# [Supplied text]

In like manner, those who would now become teachers of others must wait for the heavenly power. Specific training is important. They should study the Bible, so as to know what they are to teach. No one is ready to sit down before a class until he has some reasonable knowledge of the way of salvation. How can one teach others what one has not himself learned? How can one guide inexperienced feet along paths over which one has never yet himself walked? How can a teacher lead his pupils to a Savior he has not found for himself? How can he make plain to eager, inquiring minds, truths concerning life which he himself has never learned by experience?
In honoring the Holy Spirit, we must take care not to dishonor the Holy Word. To claim to depend upon the Spirit while we make no use of the sacred Scriptures is fanaticism. The Spirit uses the Word of God. It is important that the teacher shall know his Bible well. The minds and hearts of the first disciples were filled with the words of Christ. This was not sufficient in itself to prepare them for their mission as apostles — it was necessary after they had been so instructed that the Holy Spirit should come into their hearts as the fire of God to kindle all this knowledge into a glowing flame; and yet the knowledge was essential. The apostles were to be witnesses of Christ and they could be witnesses only of what they knew. The Spirit did not teach them new truths — he only vitalized the truth they knew before.
The teacher must know the truths he is to teach. He may not expect the Holy Spirit to reveal them to him. There is no promise of this. No teacher has any right to omit Bible study and the preparation of his lesson, and then expect the Spirit to supply the lack, to teach him what he has not taken the pains to learn for himself. Sometimes one hears a teacher or a preacher quote a word of Jesus which says, "Be not anxious how or what you shall speak: for it shall be given you in that hour what you shall speak," as if it were a discouragement or a forbidding of preparation beforehand for speaking God's message. But this is a perversion of Scripture. We must get the meaning of the words of Christ in their connection, and not tear out fragments and interpret them as if they were independent sayings. It was of their defense before rulers, and not of their preaching that Jesus was then speaking to his disciples. We must learn of Christ and know his teachings, and then we have a right to expect the Holy Spirit to come and fill us, and kindle our knowledge of Christ into a glowing fire.
Nor again, must we expect that the Spirit will make the training of the teacher unnecessary. An educated ministry is not unscriptural. Sometimes we hear it said, as an argument against careful training of ministers, and teachers, that the apostles were ignorant, unlearned men that Jesus passed by the educated classes and took for his first disciples a company of crude fishermen who had never been in the schools of the rabbis. But those who use this as a reason against the educating of ministers and teachers for their work overlook the fact that for two or three years these men were under Christ's own personal training. He was their teacher, and never was there another such instructor has he. No class of students in any theological seminary ever had such training, as had the apostles of Christ.

# [Problem to work on]
Restate the stretch of the passage on teaching and the Holy Spirit from "In honoring the" through "they knew before.", swapping "apostles" for "messengers". The listing that follows is separate material, unrelated to the passage on teaching and the Holy Spirit.

# [Point annotation listing]
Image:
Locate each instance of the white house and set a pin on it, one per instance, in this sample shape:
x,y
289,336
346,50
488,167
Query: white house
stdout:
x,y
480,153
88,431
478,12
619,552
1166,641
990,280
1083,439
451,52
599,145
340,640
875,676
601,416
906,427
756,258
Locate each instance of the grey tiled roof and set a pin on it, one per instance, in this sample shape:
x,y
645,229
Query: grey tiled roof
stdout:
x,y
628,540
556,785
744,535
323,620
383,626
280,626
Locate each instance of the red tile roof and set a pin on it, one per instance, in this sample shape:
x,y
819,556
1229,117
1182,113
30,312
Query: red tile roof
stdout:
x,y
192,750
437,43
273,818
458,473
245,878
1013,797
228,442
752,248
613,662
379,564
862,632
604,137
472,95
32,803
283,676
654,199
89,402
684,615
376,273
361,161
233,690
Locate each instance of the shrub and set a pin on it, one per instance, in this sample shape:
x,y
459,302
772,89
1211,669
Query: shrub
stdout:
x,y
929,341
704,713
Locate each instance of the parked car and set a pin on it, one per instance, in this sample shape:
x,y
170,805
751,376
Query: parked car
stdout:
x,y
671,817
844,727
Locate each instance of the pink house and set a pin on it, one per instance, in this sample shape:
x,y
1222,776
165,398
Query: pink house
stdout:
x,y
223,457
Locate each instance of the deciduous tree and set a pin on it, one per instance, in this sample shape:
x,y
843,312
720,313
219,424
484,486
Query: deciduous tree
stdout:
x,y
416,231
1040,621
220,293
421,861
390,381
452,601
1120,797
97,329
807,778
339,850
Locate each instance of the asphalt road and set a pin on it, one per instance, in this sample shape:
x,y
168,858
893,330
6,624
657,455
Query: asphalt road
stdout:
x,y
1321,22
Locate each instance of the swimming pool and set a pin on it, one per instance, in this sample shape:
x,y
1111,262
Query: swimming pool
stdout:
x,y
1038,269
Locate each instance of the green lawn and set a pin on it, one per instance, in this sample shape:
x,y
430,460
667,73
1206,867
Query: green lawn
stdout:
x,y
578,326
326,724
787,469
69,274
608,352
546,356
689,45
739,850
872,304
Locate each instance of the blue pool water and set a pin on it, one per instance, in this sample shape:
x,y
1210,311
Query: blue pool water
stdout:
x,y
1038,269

# [Answer to this task]
In honoring the Holy Spirit, we must take care not to dishonor the Holy Word. To claim to depend upon the Spirit while we make no use of the sacred Scriptures is fanaticism. The Spirit uses the Word of God. It is important that the teacher shall know his Bible well. The minds and hearts of the first disciples were filled with the words of Christ. This was not sufficient in itself to prepare them for their mission as messengers — it was necessary after they had been so instructed that the Holy Spirit should come into their hearts as the fire of God to kindle all this knowledge into a glowing flame; and yet the knowledge was essential. The messengers were to be witnesses of Christ and they could be witnesses only of what they knew. The Spirit did not teach them new truths — he only vitalized the truth they knew before.